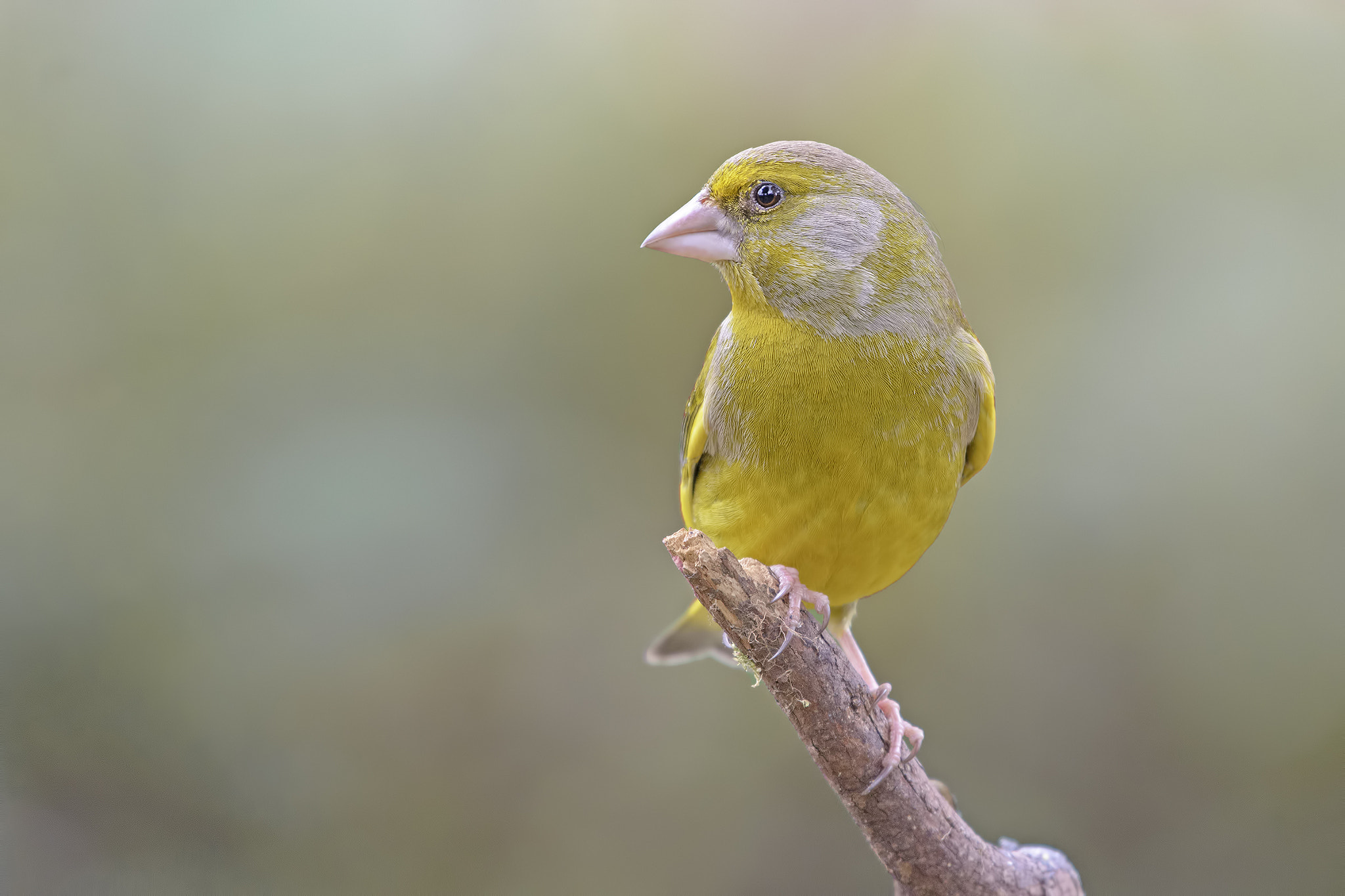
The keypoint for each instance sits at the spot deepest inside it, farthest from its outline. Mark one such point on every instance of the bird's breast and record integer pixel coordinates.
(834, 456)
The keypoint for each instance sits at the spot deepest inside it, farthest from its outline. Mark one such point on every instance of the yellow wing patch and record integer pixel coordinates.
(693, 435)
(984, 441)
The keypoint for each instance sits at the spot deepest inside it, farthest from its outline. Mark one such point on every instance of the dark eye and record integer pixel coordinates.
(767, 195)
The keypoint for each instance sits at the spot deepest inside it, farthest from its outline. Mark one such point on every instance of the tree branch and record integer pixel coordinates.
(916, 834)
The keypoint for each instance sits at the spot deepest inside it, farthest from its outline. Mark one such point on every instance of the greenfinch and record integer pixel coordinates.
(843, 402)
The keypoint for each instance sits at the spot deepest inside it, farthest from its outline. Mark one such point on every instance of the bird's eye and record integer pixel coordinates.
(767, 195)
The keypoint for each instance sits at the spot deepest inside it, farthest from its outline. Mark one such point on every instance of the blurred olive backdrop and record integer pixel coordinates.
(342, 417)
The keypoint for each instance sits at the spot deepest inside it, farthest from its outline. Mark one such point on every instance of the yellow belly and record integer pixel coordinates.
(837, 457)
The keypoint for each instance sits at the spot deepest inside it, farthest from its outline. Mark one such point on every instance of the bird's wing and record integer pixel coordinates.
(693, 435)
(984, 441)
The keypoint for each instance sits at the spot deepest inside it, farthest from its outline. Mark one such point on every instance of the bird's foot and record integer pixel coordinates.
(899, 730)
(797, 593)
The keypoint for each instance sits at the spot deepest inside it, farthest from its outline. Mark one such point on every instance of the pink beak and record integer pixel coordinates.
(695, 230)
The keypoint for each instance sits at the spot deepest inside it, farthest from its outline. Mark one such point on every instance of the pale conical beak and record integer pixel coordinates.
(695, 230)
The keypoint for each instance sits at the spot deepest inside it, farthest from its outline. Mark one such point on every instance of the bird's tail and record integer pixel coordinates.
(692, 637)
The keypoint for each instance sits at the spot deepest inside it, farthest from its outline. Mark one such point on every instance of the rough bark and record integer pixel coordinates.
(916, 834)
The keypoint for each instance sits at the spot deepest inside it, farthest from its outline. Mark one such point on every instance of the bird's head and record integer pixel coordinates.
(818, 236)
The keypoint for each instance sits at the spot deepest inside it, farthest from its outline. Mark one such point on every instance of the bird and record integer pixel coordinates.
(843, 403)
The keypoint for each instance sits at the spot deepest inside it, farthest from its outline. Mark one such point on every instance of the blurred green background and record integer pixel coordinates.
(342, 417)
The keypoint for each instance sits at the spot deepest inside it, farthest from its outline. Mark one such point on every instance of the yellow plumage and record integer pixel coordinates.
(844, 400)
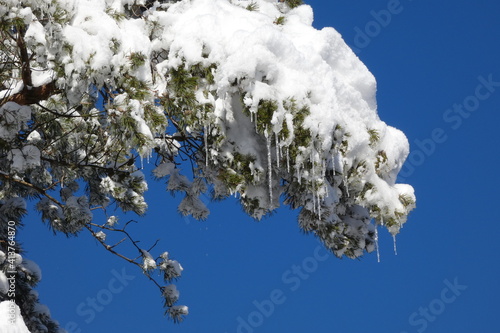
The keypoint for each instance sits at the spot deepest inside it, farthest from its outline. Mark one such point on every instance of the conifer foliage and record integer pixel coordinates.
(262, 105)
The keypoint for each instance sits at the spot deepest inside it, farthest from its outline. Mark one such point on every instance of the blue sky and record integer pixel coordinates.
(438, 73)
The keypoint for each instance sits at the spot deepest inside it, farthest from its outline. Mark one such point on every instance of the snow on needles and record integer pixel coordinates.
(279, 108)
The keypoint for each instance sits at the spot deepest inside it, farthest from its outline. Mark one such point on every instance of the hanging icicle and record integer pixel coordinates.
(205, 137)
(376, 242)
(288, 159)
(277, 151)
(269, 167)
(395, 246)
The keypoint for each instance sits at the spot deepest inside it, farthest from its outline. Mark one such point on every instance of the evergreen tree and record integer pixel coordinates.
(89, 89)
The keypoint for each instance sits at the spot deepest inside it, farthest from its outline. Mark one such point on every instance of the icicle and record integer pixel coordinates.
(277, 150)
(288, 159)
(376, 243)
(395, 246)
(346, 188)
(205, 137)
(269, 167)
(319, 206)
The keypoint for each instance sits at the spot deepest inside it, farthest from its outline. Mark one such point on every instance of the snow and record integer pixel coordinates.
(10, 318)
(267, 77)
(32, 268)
...
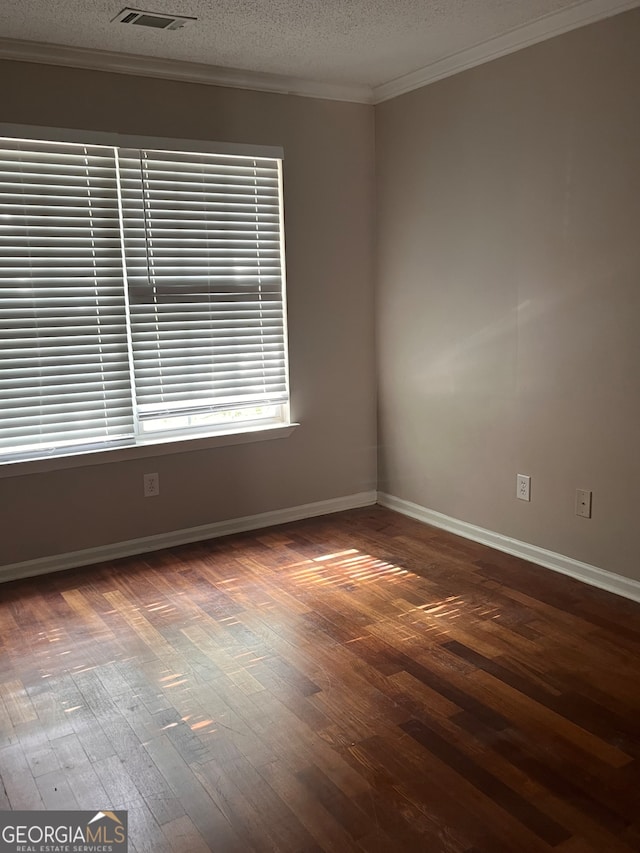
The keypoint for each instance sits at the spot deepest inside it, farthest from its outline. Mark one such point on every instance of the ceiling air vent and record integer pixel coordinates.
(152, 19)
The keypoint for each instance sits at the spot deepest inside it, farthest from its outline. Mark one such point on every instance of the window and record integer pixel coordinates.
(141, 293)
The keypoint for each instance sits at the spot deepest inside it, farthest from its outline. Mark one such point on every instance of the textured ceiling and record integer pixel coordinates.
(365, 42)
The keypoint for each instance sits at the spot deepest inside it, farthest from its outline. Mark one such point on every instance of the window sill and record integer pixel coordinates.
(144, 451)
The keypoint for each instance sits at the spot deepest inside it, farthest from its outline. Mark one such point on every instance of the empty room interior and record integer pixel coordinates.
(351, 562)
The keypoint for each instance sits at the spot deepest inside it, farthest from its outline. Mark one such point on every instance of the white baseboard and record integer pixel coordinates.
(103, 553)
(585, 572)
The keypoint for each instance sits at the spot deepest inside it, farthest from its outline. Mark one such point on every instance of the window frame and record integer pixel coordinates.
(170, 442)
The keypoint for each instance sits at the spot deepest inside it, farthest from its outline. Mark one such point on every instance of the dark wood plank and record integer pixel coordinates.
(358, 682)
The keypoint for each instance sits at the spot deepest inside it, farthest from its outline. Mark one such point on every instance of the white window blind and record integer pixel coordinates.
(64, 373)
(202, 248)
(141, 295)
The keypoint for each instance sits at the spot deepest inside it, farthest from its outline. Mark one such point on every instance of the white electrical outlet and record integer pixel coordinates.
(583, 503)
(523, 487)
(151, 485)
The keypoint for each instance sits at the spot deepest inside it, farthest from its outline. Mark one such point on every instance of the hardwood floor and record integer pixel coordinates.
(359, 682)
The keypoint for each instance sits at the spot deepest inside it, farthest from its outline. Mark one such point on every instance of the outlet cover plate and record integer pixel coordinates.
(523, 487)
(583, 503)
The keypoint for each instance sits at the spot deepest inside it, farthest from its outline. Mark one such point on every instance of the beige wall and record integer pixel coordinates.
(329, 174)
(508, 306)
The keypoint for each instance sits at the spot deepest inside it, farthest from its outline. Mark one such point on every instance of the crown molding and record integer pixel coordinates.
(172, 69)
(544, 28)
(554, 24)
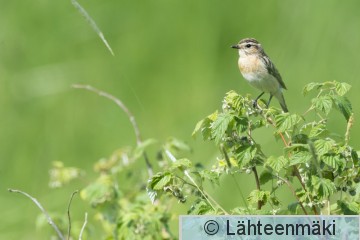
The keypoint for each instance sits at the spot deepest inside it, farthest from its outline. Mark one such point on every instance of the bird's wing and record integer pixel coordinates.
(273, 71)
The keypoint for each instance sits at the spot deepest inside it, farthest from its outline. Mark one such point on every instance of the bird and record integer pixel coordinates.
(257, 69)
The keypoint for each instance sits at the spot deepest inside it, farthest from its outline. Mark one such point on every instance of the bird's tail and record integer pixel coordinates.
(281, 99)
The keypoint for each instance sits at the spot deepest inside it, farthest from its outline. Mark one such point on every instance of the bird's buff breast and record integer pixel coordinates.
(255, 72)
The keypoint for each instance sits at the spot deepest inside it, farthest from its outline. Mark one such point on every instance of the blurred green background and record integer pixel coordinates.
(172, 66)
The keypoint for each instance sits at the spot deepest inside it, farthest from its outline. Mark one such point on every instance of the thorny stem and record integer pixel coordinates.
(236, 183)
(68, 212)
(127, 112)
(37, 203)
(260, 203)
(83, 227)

● Task statement
Collect every line of the items above that contains the word "dark". Case counts, so match it only where the capitalization is the same.

● Answer to the exercise
The keypoint for each instance sits at the spot deepest inside it, farthest from its outline. Mark one such point on every instance of the dark eye and record integer pixel coordinates.
The keypoint for each instance sits at the spot deepest inside it, farthest from its outline. Mark one such point on every instance of the dark wood plank and record integer pixel coordinates.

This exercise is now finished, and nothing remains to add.